Arithmetic operation in a data processing system

Abstract

An arithmetic operation in a data processing unit, preferably by iterative digit accumulations, is proposed. An approximate result of the arithmetic operation is computed iteratively. Concurrently at least two supplementary values of the approximate result of the arithmetic operation are computed, and the final result selected from one of the values of the approximate result and the at least two supplementary values of the arithmetic operation depending on the results of the last iteration step.

Claims

1. A method for performing an arithmetic operation in a data processing unit, the method comprising: the data processing unit iteratively computing an approximate result of the arithmetic operation; concurrently with the iteratively computing, the data processing unit computing at least two supplementary values of the approximate result of the arithmetic operation; and the data processing unit selecting a final result of the arithmetic operation from among a set including the approximate result and the at least two supplementary values depending on a result of a last iteration of the iteratively computing.

→ **Data records**
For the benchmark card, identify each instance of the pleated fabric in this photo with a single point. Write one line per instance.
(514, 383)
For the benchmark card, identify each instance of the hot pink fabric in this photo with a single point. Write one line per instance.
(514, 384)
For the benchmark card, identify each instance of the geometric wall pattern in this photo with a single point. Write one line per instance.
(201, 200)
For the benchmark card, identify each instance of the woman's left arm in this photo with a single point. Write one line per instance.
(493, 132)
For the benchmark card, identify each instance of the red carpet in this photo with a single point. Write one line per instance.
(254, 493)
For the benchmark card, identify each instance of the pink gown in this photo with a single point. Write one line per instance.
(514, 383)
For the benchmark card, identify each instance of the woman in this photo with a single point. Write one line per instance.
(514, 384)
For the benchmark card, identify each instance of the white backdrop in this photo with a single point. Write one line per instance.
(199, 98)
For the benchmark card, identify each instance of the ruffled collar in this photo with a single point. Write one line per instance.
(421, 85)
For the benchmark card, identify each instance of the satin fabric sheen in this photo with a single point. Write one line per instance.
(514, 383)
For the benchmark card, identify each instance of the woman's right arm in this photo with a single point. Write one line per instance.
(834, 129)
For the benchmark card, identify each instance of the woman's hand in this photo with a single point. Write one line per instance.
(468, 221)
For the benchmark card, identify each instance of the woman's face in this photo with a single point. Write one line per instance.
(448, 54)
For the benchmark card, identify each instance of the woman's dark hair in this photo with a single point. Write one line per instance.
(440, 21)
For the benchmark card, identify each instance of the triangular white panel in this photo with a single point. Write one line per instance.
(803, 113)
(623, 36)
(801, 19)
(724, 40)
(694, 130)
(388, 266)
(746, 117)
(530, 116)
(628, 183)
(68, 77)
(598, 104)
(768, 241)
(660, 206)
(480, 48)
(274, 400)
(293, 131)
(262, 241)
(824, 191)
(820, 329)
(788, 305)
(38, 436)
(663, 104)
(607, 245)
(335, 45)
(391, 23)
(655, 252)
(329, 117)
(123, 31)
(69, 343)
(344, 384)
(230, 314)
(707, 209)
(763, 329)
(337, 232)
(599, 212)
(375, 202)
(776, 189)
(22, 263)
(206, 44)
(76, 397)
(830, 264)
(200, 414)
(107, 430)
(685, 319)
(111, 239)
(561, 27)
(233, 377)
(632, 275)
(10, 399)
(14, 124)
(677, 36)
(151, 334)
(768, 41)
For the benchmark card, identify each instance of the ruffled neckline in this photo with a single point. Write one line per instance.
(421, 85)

→ **Problems to solve**
1 - In the arithmetic operation text, how many supplementary values of the approximate result are computed alongside the iterative computation?
2 - Write out the arithmetic operation text from "Arithmetic operation in a data processing system" to "last iteration step.".
The rows have nothing to do with the arithmetic operation text.

→ **Expected results**
1 - At least two.

2 -
Arithmetic operation in a data processing system

Abstract

An arithmetic operation in a data processing unit, preferably by iterative digit accumulations, is proposed. An approximate result of the arithmetic operation is computed iteratively. Concurrently at least two supplementary values of the approximate result of the arithmetic operation are computed, and the final result selected from one of the values of the approximate result and the at least two supplementary values of the arithmetic operation depending on the results of the last iteration step.